**Exercise 1**
Using the passage on Denali's dinosaur fossils, decide whether each statement agrees with it: (a) Some of Denali's fossils are on display at the Murie Science and Learning Center. (b) The therizinosaur tracks in the park have three toes. (c) The first dinosaur track found in Denali came from a hadrosaur. Answer yes or no for each, quoting the words of the passage that settle it.
**Exercise 2**
Extend the passage on Denali's dinosaur fossils, picking up after its final sentence.

**Passage shown**
--- START ---
70 million years ago, dinosaurs roamed the park while unknowingly leaving clues of their lives for us to uncover. Today, a selection of Denali's fossils are on display at the Murie Science and Learning Center, where you can view and touch them in person. If you aren't in the park you can also check them out in 3D by exploring the links below.
We created these three-dimensional (3D) models with a technique called Structure from Motion (SfM). SfM builds 3D models using two-dimensional photos and their orientation relative to each other. We photographed each fossil from multiple angles to capture all of their different surfaces, then stitched the photos together using algorithm-driven computer software. Hadrosaurs, also known as duck-billed dinosaurs for their flat snouts, were large herbivores that roamed Denali in herds that included family groups. This behavior is captured at one fossil site in the park that shows thousands of juvenile- to adult-sized hadrosaur tracks walking across a sports-field-sized surface. Isolated tracks are also found throughout the Cantwell Formation. Some are even covered in plant fossils.
Rare, four-toed tracks of therizinosaurs found in the park are the northernmost known occurrence of this type of dinosaur. These odd, feather-covered, sickle-clawed, pot-bellied dinosaurs are theropods, most of which are bipedal meat eaters. However, therizinosaurs are believed to have been herbivorous based on tooth, jaw, and abdominal characteristics.
The top predators in ancient Denali were all theropods. Several different types of these bipedal carnivores left their tracks in the Cantwell sediments. The first dinosaur track ever found in Denali was spotted in 2005 and is a type of small unidentified theropod.
--- END ---
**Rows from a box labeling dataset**
--- START ---
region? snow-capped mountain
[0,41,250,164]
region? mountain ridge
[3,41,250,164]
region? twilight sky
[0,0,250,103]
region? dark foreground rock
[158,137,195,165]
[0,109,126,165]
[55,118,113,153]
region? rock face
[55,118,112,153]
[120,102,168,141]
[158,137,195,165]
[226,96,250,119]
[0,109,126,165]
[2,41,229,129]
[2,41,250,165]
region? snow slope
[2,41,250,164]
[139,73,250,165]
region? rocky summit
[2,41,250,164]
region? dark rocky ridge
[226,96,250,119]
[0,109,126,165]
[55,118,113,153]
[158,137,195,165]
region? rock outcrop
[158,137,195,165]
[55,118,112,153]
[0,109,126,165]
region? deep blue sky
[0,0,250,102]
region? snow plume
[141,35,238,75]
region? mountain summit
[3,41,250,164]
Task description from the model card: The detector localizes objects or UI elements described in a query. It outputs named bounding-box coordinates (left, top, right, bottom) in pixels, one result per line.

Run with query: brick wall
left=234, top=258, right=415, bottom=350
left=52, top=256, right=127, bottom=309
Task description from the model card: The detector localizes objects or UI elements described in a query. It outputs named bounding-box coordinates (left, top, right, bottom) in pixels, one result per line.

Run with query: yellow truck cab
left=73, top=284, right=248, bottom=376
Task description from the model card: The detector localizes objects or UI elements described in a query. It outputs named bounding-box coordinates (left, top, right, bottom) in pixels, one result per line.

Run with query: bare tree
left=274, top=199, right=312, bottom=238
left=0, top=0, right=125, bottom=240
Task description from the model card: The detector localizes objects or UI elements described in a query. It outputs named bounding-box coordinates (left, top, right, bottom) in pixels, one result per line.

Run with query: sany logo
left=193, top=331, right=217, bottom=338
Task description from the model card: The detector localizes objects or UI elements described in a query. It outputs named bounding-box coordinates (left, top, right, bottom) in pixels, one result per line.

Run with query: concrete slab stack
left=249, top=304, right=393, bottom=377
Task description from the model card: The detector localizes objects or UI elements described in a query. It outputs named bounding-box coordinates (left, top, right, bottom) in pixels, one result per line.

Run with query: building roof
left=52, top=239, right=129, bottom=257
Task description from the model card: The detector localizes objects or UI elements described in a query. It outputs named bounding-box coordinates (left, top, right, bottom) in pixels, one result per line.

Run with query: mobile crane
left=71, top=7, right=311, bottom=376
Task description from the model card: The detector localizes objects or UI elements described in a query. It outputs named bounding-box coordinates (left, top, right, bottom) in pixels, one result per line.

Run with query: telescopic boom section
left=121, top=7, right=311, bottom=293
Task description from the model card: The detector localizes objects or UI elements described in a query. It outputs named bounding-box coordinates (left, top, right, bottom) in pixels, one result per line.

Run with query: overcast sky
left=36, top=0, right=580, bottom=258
--- END ---
**Output 1**
(a) Yes: "a selection of Denali's fossils are on display at the Murie Science and Learning Center"
(b) No: "Rare, four-toed tracks of therizinosaurs found in the park"
(c) No: "The first dinosaur track ever found in Denali was spotted in 2005 and is a type of small unidentified theropod."

**Output 2**
The Cantwell Formation preserves one of the most diverse assemblage of bird tracks in the world, suggesting that many different species of birds made Denali their home during the Cretaceous. Tracks from sparrow- to heron-sized birds have been found, sometimes with feeding traces where birds poked their beaks into the mud.
Equisetum, commonly called horsetail, is a common fossil plant in the Cantwell Formation. Equisetum still thrives in Denali today, and is considered to be a ‘living fossil’. It is the only remaining genus in the entire class Equisetopsida, which has survived in marshy areas for 400 million years.
The fossil plants found in the Cantwell Formation are the remains of an ancient forest that used to live in Denali National Park. Metasequoia trees, a type of redwood, towered above the lush green ferns, shrubs, ginkgoes, and cycads of the forest understory, and were used as a ladder to the sun by vines. Leaf fossils from flowering plants can be used to estimate that the ancient climate was like. There is an observed correlation between temperature and precipitation, and leaf characteristics in modern climates that can be applied to fossil leaves.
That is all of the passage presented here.